■ **Instruction**
Count the lines in the data below that contain the string "dark", matching case exactly, and give only the number.

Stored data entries
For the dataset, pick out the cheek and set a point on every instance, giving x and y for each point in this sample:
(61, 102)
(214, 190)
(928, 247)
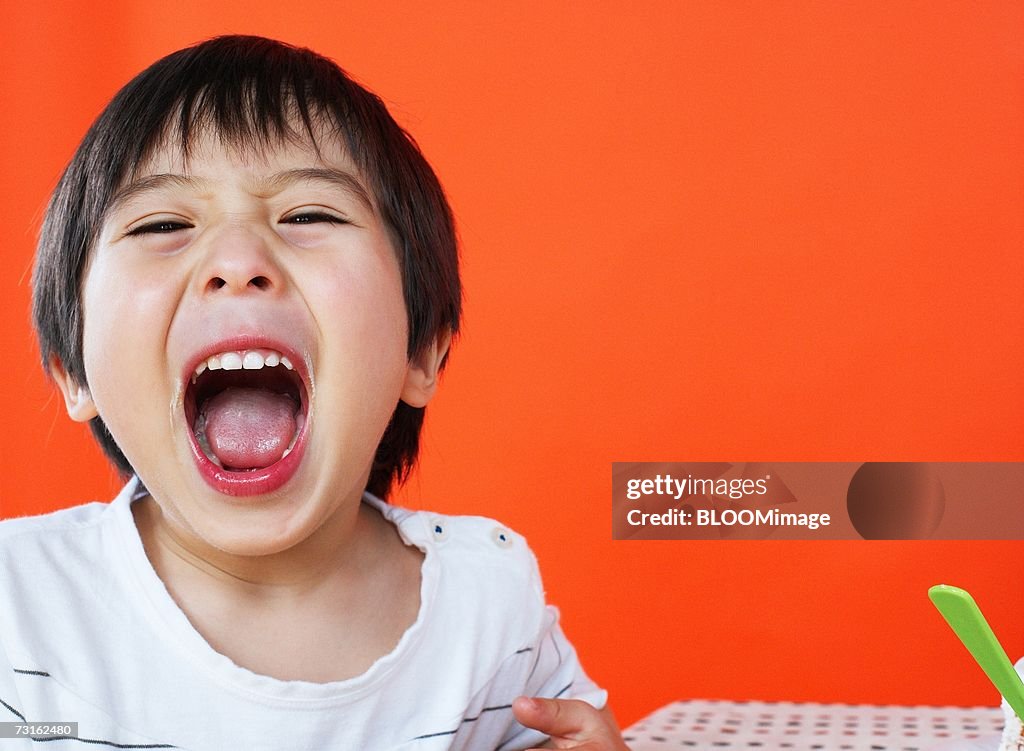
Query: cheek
(363, 309)
(123, 318)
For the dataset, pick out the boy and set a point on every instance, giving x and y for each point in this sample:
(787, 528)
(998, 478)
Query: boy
(247, 284)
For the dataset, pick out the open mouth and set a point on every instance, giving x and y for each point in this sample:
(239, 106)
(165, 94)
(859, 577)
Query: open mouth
(247, 412)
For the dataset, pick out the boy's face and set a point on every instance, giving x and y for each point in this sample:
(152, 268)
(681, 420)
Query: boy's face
(247, 257)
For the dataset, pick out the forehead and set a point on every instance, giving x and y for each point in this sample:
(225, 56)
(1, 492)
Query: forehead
(208, 147)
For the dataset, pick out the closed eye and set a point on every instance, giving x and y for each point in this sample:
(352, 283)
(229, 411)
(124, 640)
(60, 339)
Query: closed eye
(312, 217)
(163, 226)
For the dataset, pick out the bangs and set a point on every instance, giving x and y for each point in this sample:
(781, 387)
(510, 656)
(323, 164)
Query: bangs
(248, 97)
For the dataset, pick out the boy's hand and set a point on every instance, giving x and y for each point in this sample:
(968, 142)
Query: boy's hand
(570, 723)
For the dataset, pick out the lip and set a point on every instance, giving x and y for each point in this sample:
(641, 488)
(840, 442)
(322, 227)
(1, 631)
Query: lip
(253, 482)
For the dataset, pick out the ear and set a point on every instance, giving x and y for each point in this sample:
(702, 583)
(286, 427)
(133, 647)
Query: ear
(421, 377)
(77, 398)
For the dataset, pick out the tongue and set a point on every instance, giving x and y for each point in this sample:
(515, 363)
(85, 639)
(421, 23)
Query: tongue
(249, 428)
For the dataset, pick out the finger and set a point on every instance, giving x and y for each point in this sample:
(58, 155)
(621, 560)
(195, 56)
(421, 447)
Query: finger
(565, 718)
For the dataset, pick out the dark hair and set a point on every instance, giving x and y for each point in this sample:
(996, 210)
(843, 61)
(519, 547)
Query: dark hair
(252, 91)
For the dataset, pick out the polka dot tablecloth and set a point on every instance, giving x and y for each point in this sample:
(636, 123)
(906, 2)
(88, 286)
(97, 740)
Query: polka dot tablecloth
(762, 726)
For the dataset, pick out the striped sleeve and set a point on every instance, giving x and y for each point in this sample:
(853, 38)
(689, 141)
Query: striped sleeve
(555, 673)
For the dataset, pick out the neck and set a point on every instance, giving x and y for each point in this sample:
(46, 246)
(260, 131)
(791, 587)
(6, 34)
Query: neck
(335, 551)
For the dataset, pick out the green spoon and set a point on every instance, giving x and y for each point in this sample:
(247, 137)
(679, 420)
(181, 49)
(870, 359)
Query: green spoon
(966, 620)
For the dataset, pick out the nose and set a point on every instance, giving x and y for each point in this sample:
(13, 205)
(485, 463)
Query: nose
(239, 260)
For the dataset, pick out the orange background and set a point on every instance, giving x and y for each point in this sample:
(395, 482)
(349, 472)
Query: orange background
(708, 231)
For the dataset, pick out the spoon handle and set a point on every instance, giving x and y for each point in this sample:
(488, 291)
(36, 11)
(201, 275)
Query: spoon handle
(963, 615)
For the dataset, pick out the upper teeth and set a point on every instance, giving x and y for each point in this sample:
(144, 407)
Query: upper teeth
(243, 360)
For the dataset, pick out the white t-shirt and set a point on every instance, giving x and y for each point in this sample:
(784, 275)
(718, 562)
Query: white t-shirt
(89, 634)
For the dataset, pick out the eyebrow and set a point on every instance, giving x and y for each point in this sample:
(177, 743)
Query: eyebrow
(264, 185)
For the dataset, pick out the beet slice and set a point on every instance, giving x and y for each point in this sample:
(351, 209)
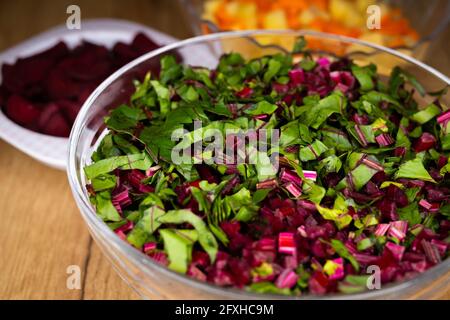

■ **Result of the task**
2